[Exercise prompt]
Return only this: the line with "Where can the black jersey" and all the lines that follow it below, through the final one, exactly as they are.

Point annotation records
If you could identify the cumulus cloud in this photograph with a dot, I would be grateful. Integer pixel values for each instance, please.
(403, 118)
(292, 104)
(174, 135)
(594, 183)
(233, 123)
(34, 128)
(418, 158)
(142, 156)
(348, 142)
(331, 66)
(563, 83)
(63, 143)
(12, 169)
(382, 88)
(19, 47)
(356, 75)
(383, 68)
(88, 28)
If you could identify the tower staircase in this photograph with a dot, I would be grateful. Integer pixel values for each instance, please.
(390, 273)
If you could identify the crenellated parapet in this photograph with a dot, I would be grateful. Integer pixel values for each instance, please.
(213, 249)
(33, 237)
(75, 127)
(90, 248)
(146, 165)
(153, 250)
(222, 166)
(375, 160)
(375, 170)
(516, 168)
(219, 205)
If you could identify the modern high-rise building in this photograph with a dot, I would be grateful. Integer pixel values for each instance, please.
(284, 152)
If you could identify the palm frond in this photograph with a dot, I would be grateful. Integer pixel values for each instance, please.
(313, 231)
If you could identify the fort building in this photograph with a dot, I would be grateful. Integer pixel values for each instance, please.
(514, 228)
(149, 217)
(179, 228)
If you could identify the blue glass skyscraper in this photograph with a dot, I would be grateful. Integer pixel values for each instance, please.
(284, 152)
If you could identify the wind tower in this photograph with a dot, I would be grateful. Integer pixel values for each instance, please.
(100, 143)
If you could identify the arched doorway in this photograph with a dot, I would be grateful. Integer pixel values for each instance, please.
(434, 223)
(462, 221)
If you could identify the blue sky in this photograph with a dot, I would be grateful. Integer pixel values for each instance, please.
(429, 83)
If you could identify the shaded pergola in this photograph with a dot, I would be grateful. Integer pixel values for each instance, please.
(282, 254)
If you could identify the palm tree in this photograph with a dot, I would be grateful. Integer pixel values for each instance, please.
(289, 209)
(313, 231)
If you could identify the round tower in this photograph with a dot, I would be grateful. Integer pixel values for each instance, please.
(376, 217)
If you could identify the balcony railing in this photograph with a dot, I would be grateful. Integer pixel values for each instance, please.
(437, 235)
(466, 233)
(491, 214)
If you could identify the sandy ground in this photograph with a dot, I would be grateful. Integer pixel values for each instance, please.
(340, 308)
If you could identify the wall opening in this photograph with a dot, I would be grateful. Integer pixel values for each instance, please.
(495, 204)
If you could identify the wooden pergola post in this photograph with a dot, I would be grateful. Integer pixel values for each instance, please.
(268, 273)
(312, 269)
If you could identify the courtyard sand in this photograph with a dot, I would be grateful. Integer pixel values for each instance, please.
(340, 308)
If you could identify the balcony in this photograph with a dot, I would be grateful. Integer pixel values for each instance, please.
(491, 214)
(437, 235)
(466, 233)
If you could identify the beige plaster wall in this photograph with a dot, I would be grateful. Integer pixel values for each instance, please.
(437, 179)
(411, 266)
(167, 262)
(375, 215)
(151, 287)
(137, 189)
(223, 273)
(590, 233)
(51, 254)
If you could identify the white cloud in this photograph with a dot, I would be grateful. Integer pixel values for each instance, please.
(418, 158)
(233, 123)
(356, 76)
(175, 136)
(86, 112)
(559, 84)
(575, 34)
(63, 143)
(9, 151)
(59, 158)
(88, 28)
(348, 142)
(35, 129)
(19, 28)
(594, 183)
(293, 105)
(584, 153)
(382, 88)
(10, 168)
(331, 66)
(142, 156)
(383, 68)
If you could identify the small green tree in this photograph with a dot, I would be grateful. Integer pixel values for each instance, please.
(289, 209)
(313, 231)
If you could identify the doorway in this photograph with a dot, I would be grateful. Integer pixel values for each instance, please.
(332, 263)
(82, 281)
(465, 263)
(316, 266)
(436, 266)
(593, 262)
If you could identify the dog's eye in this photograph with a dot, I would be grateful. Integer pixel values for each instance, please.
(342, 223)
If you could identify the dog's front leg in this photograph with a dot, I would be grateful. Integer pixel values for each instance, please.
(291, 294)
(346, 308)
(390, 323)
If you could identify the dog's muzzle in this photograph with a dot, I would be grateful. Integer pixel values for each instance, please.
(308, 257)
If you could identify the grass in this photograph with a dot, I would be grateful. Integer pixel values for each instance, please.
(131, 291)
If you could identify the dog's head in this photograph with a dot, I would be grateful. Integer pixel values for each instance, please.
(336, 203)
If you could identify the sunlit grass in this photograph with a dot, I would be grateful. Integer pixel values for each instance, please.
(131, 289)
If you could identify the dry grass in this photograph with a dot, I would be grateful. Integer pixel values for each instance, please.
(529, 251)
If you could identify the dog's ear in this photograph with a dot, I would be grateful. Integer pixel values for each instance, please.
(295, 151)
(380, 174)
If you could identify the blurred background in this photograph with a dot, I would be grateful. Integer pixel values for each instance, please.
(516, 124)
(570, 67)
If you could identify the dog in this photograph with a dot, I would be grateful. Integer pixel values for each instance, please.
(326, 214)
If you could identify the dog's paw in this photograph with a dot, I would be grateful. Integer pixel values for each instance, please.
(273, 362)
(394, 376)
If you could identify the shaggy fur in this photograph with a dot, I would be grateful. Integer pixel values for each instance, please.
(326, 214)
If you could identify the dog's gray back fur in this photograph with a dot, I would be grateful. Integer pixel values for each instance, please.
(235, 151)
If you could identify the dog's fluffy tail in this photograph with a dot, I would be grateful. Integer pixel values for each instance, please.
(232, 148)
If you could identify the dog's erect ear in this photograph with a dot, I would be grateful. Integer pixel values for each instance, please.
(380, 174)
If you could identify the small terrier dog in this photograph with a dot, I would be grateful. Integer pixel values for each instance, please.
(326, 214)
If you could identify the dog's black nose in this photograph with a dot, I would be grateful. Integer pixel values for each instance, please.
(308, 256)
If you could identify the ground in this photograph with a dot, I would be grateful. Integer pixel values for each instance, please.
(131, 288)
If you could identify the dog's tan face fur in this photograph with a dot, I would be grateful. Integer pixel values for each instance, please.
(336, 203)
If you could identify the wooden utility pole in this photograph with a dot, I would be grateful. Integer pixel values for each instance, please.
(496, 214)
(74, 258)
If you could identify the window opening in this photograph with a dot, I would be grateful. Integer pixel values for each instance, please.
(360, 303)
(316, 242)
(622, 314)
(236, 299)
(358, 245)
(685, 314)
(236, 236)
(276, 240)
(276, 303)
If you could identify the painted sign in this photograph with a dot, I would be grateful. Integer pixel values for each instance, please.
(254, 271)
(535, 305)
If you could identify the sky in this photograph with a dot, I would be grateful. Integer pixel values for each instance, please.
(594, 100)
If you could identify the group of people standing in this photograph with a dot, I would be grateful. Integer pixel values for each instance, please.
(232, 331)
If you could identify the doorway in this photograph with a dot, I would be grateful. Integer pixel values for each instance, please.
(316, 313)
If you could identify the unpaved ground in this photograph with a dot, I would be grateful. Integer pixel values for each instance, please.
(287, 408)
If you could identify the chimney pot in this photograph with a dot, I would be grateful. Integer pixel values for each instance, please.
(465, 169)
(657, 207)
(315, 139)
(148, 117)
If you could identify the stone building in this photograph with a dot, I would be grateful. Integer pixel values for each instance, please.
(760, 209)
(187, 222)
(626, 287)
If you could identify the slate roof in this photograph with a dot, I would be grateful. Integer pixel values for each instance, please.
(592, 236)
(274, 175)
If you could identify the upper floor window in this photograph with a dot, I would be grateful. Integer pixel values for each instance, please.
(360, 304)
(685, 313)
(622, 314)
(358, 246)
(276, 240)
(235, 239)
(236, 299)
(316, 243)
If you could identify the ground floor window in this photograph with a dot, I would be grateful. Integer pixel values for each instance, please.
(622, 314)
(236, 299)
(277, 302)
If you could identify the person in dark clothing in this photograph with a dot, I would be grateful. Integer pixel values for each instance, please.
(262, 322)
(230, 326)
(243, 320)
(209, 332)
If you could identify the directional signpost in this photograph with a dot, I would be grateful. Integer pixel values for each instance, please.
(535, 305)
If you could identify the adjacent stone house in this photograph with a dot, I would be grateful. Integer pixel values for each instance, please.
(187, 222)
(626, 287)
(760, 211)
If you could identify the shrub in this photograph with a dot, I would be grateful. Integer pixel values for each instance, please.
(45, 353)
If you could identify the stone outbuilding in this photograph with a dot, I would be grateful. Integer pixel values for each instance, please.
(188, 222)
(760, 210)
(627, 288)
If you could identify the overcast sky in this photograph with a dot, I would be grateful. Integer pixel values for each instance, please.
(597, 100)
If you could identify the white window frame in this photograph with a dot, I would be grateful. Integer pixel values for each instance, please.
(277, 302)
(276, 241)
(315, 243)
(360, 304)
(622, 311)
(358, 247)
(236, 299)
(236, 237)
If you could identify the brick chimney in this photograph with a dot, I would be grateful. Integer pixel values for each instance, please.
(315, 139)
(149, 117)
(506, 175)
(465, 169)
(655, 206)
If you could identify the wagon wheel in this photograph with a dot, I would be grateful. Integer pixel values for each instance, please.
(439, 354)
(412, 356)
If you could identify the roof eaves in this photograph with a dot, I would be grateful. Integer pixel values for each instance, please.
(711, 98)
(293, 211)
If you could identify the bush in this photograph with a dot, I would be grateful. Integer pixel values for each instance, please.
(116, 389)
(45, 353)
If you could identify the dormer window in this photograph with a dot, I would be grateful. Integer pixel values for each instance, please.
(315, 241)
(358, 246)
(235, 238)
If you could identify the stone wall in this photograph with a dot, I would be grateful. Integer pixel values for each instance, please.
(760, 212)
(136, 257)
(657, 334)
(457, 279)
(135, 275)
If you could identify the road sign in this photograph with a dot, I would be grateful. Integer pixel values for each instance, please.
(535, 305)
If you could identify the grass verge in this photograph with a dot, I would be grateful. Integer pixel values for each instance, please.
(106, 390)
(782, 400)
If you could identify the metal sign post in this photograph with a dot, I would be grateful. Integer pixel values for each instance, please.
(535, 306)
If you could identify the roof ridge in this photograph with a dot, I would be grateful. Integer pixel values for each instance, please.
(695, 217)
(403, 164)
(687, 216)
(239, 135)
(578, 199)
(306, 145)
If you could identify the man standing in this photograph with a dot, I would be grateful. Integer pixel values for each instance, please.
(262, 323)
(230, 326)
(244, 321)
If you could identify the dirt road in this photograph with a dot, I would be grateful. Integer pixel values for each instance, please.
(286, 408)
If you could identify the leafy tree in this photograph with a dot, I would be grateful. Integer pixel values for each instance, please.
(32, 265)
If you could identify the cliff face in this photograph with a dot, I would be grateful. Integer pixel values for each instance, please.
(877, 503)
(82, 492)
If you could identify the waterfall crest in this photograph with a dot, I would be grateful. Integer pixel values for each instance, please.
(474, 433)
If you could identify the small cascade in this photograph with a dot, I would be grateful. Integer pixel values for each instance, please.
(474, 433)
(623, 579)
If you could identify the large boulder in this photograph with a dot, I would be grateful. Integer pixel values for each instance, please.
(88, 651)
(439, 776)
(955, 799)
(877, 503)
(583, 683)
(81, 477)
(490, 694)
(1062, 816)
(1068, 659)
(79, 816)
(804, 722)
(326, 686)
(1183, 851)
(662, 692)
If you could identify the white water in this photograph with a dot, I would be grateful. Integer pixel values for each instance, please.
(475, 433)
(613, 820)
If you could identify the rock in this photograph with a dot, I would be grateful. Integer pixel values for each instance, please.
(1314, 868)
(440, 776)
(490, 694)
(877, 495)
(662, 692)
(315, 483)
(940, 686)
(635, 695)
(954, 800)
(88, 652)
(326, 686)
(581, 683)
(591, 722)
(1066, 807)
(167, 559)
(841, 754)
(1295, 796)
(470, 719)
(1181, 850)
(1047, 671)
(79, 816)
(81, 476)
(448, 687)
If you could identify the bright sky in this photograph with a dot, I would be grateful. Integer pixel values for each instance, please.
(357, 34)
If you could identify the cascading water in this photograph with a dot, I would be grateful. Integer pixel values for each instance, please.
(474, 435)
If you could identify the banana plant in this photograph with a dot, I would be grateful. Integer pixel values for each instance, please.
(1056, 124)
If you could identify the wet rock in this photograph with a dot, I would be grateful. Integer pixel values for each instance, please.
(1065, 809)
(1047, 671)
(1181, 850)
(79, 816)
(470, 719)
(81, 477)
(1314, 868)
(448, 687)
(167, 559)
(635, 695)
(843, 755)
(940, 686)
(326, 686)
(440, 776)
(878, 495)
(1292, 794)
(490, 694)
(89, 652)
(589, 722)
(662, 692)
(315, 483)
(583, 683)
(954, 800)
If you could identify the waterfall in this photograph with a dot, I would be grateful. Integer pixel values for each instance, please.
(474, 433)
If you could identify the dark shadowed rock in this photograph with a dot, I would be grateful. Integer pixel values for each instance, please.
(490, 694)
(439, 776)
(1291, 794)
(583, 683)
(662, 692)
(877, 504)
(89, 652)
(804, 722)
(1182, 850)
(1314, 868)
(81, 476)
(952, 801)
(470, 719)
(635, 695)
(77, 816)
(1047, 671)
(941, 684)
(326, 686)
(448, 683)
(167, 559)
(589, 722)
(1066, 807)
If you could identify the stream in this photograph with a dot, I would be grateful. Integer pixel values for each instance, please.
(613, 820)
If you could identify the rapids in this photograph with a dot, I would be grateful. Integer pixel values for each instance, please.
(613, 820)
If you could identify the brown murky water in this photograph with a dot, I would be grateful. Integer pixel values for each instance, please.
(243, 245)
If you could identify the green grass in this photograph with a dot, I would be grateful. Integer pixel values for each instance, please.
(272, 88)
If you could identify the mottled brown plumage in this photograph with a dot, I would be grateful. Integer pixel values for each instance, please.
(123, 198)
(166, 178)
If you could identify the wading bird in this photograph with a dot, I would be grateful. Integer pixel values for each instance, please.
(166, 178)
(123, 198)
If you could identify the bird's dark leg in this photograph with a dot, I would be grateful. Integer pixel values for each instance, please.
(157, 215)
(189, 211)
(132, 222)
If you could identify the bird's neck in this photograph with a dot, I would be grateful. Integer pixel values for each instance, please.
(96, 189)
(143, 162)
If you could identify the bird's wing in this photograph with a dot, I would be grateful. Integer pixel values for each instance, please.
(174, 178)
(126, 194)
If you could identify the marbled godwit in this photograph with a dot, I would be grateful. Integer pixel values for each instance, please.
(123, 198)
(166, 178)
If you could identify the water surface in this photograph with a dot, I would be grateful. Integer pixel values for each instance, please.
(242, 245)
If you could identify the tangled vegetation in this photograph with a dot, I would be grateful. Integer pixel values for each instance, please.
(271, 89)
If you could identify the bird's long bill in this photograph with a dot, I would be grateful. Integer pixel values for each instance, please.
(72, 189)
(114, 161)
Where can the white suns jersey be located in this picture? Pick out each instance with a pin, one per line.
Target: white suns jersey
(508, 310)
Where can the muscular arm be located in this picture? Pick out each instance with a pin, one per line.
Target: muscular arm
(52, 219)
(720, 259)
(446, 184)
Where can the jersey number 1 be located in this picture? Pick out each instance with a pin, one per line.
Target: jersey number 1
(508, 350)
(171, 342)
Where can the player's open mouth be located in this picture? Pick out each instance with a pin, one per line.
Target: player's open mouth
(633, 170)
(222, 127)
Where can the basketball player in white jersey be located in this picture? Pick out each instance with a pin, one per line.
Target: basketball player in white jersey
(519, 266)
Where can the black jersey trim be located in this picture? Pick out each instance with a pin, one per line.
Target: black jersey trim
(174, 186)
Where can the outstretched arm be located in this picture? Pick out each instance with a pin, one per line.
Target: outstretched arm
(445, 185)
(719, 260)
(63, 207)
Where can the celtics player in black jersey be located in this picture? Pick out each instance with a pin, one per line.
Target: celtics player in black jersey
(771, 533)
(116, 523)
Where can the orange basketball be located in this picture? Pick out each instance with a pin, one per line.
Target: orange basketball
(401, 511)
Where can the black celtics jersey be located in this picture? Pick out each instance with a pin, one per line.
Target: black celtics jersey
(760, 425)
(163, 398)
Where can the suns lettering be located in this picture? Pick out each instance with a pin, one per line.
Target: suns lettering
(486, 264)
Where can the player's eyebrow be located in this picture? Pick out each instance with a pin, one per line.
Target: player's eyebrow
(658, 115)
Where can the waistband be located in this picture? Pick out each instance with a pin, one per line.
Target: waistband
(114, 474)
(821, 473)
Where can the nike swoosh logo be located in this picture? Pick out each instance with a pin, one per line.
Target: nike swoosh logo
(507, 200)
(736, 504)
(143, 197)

[Expected answer]
Where can the black jersey trim be located in this picture? Pick out each instance with a pin, one per line.
Target: black jersey trim
(174, 186)
Where can the outstretched arm be located in this picture? Pick out each instance with a pin, one per line.
Target: outstretched arm
(445, 185)
(719, 260)
(63, 207)
Where can the celtics player in black jersey be located in this picture? Pick out each instance with a pin, one per line.
Target: celtics player in black jersey
(771, 533)
(116, 523)
Where can the orange basketball be located in this picture? Pick out each instance with a pin, one per line.
Target: orange basketball
(401, 511)
Where can the black celtics jersey be located in this picture? Pick out each instance with a pin, one per line.
Target: black celtics jersey
(760, 425)
(163, 398)
Where can the suns lettering be located in this picture? Pick out each instance with a pin, one per line.
Target: suns lettering
(486, 264)
Where can the player's eyebrow be located in this picture? Pick out each instance with a pin, one per line.
Target: player's eyebrow
(658, 115)
Where can the waistband be located in this picture? Pick out each instance with a pin, one per line.
Target: waistband
(114, 474)
(821, 473)
Where can the nike swoosh logo be located in this picture? Pick out each instance with a pin, one per line.
Target: nike swoosh logo
(507, 200)
(736, 504)
(143, 197)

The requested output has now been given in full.